(Beginning of Study material)
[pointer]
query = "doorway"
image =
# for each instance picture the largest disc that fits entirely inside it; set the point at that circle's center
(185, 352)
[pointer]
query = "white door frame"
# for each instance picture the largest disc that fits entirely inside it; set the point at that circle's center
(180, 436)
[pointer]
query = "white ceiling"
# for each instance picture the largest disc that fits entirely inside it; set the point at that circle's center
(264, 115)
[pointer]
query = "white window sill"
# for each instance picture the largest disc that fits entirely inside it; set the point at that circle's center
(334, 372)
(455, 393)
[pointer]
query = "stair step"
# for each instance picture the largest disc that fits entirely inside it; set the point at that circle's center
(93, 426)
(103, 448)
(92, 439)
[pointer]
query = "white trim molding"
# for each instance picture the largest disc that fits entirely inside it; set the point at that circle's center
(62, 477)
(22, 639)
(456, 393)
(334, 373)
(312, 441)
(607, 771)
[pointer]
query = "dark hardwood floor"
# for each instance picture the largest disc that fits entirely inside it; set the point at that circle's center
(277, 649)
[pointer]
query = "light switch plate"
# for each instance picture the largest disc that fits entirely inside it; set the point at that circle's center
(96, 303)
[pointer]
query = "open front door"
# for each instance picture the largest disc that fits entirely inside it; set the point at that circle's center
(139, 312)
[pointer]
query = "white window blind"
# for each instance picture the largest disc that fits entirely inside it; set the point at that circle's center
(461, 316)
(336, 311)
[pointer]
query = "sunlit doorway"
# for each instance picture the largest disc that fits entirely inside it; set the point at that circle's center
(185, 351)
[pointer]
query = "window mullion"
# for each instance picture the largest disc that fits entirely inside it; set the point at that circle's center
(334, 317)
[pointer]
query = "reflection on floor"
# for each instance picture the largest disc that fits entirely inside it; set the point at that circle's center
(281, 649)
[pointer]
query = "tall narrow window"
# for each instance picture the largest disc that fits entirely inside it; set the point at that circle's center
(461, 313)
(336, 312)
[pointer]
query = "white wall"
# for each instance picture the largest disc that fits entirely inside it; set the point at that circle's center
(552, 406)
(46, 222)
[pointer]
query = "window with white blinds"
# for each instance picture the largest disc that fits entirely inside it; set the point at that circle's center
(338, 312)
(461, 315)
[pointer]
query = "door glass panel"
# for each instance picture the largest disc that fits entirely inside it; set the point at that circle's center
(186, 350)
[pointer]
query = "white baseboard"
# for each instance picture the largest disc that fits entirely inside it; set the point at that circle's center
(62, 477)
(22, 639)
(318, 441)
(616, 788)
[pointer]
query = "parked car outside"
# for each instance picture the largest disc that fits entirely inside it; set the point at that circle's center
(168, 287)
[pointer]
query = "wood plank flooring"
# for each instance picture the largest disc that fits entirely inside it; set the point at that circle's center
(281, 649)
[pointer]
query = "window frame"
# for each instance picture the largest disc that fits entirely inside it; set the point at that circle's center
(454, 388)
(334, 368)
(End of Study material)
(Beginning of Study material)
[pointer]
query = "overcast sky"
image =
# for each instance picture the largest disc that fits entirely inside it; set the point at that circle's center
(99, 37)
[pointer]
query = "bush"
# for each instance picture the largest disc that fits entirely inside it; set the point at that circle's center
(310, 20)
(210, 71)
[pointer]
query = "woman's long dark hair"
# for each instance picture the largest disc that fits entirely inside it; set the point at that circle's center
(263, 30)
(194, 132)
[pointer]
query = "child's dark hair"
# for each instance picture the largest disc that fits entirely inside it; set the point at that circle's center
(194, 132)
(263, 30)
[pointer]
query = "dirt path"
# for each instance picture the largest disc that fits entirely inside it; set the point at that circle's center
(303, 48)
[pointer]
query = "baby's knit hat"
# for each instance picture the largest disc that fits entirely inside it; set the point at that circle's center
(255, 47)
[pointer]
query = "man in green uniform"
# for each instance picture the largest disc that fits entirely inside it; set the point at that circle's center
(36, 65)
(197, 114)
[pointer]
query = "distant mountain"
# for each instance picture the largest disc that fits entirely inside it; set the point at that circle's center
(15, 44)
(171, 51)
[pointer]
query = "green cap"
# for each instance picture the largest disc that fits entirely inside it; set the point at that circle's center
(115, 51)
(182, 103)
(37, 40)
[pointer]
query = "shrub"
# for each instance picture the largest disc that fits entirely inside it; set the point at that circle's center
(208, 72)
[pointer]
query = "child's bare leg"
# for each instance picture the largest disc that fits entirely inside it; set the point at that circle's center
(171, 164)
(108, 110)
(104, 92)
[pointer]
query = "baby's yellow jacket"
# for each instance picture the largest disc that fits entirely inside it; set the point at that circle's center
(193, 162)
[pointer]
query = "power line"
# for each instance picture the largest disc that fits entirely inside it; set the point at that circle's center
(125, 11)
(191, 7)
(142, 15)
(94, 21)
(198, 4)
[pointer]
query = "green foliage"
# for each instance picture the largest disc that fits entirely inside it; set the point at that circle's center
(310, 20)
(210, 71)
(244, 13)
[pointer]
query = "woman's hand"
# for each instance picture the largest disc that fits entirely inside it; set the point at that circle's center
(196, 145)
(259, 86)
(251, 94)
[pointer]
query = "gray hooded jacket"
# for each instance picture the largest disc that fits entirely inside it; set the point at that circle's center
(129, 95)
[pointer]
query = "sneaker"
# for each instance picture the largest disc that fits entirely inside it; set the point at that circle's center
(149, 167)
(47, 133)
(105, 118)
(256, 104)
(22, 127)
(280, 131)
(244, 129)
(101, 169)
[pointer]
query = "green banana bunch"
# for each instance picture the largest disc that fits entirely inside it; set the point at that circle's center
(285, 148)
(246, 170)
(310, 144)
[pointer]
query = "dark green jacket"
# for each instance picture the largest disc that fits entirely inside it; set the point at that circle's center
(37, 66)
(End of Study material)
What you need to do: Lines holding the word "baby" are the answer; copy each one from the records above.

The completed task:
query = "baby's knit hat"
query = "baby's yellow jacket"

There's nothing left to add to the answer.